→ Work request 1: In the passage on the automobile boom, which city's Midtown district drew the real estate money of those who grew rich?
→ Work request 2: Continue the passage on the automobile boom from where it stops.

→ Selected passage:
________________________________________

Imagine that a new technology comes along that spawns a whole new industry. Not only is this industry a revolution in how people lead their lives, it’s immensely popular and generates a big pile of cash. The field starts out wide-open with many small entrepreneurs, but gradually they become rich as they are bought out by a few big players. Soon, the industry has consolidated and re-investment slows dramatically. Those who made big money start to put it into real estate, specifically in Midtown Manhattan, Florida, and Los Angeles.
When the technology that started it all starts to slow from its original growth, investment in real estate only escalates. Eventually, that also has seen better days and the soaring prices begin to crash back to earth. Banks start to fail when everything gets tight, and it is revealed that many of these banks relaxed their standards a bit too much in the frenzy. The reverberations are felt as far as Wall Street. Will the stock market take a hit over all this, or will the good times just keep rolling?
If that sounds familiar to you, it should. It’s not only a description of the late 1990s, it’s what happened in the USofA starting in 1918. That time, the new technology was the automobile, and the big players had names like Henry Ford and Walter P. Chrysler.

________________________________________

→ Record extracts:
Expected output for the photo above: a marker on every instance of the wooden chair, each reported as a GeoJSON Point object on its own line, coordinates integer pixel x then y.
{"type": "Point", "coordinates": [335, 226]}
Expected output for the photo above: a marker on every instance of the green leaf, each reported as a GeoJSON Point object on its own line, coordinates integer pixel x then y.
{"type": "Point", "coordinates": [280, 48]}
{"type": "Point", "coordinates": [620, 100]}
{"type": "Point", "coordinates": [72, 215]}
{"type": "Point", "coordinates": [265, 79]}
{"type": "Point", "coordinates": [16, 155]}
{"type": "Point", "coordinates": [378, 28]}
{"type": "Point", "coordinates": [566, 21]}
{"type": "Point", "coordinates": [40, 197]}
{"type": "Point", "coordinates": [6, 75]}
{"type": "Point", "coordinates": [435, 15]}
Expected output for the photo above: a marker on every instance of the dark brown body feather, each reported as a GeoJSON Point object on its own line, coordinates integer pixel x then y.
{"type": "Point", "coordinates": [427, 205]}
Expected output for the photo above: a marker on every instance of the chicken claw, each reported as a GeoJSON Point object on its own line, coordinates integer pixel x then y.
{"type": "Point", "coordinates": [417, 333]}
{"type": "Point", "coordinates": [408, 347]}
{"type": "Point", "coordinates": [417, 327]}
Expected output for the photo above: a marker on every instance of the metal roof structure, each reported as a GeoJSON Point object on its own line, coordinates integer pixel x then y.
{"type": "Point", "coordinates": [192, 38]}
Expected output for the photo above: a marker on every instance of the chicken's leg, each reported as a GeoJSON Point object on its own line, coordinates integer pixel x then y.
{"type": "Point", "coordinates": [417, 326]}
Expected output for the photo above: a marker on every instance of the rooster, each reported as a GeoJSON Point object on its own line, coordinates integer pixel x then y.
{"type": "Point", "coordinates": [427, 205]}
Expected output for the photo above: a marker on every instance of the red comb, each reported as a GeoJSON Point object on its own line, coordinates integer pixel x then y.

________________________________________

→ Result 1: Manhattan

→ Result 2:
The situation we find ourselves in right now is remarkably like the one that the stock market was in by the summer of 1929. What most people don’t realize is that bank failures were not caused by the stock market crash – indeed, the rate of about 600 failures per year from 1925-1929 was already double the previous decade. The historic meltdown on Wall Street was one of many symptoms of a massive credit crunch that left the entire nation scrambling for cash. Eventually, without credit, everything ground to a halt. That’s what caused the Depression, when bank failures peaked at 4,000 in 1933.
There are key differences between today and 1929, however. The Federal Reserve was preoccupied with currency swaps back then because the Depression started in foreign markets that started absorbing our gold reserves in a panic. The Fed was also slow to act for other reasons, notably the desire to keep an even hand on the markets. But for all the net positives we can find in 2008 versus 1929, there is one large negative that limits the reach of the Fed – we are in an expensive war, and our spending habits have crashed the US Dollar to new lows against the currencies of all of our trading partners.
Where will our next round of credit come from? As long as the Fed can manage to print more money, they will. But with trillions of dollars in derivatives, the action taken to save the assets of Bear Sterns cannot be duplicated forever. At some point, the market has to function properly by itself. We cannot expect any more money to come into the market until it shows signs of righting itself.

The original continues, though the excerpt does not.